Required action:
From the entries, filter out every line that lacks "baseboard" and copy the rest.

Data for this exercise:
--- START ---
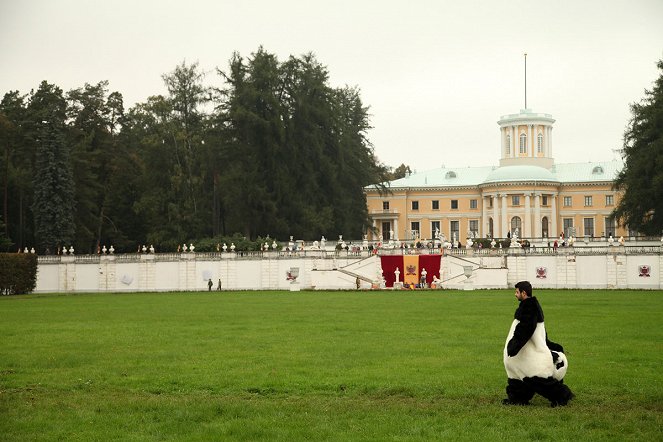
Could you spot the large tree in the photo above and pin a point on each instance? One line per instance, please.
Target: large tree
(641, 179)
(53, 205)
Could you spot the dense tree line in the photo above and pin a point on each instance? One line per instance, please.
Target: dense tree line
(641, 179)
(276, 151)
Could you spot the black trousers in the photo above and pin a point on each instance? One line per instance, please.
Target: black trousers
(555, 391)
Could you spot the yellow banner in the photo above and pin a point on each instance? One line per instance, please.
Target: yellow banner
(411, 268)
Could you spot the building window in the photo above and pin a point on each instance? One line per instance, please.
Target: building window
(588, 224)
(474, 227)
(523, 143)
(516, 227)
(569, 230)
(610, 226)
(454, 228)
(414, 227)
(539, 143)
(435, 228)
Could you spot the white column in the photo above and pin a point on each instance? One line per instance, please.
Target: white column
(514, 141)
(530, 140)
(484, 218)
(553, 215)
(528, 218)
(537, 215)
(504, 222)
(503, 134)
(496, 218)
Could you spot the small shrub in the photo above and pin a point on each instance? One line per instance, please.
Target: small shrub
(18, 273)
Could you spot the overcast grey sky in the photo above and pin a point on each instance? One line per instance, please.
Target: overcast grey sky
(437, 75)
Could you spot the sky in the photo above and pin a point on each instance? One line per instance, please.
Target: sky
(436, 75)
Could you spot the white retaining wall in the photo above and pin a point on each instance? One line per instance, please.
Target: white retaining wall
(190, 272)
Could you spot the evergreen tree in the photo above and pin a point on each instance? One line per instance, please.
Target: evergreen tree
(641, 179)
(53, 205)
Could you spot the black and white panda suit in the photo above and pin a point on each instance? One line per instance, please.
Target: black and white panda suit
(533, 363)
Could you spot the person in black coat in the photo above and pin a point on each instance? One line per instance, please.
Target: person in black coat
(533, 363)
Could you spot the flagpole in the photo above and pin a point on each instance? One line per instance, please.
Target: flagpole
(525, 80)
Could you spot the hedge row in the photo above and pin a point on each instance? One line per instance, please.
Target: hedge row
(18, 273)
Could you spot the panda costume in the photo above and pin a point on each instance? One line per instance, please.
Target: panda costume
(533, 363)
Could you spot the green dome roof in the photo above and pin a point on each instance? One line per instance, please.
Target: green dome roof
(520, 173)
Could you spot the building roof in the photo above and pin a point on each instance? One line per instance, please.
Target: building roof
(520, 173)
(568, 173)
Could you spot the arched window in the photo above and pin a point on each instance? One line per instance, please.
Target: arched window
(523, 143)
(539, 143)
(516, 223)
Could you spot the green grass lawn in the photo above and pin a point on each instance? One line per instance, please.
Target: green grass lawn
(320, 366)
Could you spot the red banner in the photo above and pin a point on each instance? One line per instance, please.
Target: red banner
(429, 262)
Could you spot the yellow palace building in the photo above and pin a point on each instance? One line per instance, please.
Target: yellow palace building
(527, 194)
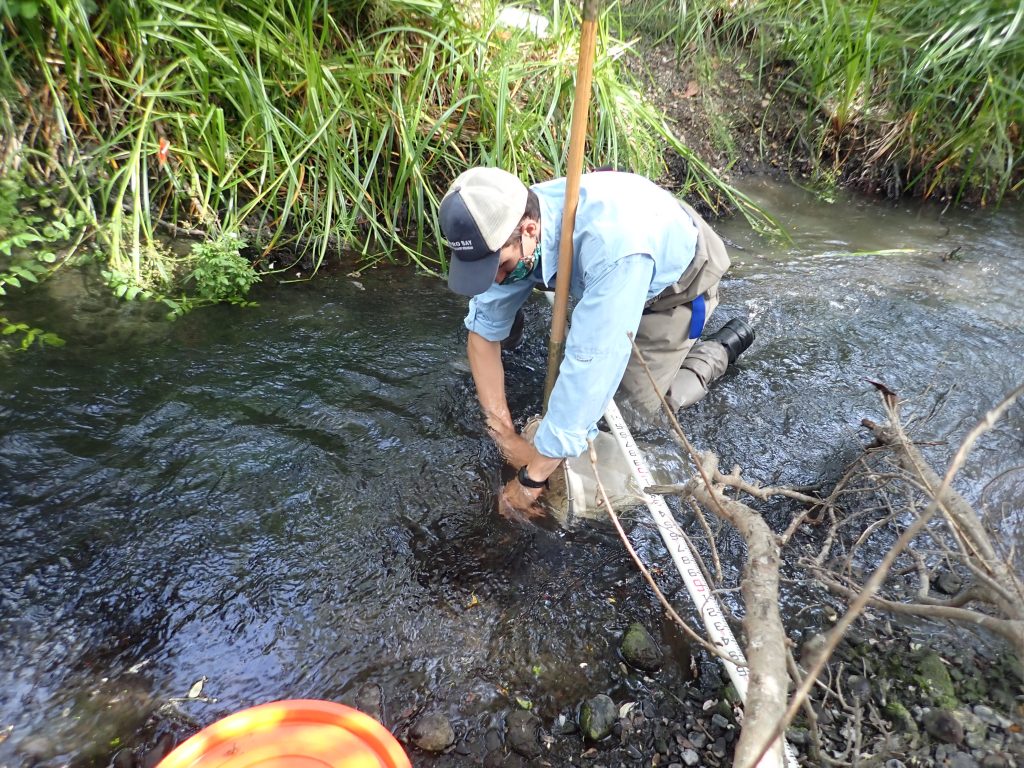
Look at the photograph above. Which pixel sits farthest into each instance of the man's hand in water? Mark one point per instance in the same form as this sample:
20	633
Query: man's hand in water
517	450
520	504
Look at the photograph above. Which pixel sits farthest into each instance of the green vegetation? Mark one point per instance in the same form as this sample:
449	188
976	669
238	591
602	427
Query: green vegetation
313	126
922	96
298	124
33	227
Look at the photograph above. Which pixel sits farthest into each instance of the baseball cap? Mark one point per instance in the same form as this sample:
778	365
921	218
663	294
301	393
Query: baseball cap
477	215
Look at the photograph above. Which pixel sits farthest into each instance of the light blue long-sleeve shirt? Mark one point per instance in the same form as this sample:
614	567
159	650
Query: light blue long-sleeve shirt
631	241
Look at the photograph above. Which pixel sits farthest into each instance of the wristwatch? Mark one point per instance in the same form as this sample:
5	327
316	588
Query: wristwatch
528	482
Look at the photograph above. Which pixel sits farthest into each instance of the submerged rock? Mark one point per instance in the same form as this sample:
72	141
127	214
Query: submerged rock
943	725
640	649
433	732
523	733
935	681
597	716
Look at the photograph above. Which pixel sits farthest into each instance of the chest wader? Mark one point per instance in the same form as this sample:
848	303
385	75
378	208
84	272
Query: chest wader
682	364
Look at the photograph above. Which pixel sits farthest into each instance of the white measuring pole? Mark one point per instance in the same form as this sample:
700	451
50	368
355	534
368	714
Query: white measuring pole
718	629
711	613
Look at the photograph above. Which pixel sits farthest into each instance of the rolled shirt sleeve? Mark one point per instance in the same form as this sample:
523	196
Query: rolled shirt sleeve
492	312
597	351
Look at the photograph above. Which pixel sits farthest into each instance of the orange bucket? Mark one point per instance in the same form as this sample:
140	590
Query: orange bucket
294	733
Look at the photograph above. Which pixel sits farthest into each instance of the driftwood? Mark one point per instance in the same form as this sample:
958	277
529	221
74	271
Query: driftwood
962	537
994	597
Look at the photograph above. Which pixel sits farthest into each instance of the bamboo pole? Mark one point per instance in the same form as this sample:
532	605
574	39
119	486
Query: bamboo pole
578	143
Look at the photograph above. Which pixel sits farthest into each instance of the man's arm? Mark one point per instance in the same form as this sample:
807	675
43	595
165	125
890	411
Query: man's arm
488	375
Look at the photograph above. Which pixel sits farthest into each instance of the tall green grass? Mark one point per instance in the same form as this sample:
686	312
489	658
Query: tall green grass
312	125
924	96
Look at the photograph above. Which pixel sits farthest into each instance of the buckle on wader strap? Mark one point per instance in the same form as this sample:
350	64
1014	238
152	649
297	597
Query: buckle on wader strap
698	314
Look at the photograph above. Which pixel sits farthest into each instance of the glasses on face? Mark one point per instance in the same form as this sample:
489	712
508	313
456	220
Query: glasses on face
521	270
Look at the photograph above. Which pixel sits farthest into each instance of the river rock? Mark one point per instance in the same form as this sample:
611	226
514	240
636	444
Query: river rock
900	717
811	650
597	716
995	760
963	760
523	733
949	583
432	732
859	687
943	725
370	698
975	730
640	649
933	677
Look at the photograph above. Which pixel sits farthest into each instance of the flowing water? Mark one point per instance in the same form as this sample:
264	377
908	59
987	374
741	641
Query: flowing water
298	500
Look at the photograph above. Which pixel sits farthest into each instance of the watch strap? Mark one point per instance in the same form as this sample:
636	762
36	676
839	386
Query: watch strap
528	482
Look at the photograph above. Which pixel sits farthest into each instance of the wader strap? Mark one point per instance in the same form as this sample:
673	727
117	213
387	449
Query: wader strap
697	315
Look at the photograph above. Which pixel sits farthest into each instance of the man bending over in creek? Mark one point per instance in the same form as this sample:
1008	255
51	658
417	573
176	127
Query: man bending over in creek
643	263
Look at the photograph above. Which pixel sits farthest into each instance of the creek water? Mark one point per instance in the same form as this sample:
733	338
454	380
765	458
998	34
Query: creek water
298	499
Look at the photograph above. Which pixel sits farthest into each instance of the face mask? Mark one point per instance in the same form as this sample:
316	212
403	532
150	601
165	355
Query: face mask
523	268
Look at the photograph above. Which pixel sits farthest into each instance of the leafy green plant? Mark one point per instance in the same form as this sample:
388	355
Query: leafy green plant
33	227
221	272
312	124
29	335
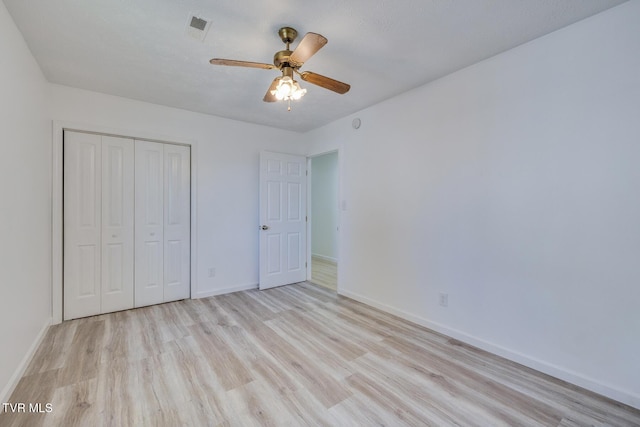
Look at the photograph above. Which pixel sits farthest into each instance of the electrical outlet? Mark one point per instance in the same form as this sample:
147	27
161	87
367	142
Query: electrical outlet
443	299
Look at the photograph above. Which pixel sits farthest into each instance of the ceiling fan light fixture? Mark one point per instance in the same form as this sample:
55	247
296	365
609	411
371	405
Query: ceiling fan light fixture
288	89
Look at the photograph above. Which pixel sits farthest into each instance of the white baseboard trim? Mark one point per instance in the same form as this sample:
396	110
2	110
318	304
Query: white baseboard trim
--- END ---
Answer below:
Look at the photograph above. Which pixel sits farthest into each instance of the white baseboard trim? Mark one point per instance in the same form as this sample:
Query: white baseboard trim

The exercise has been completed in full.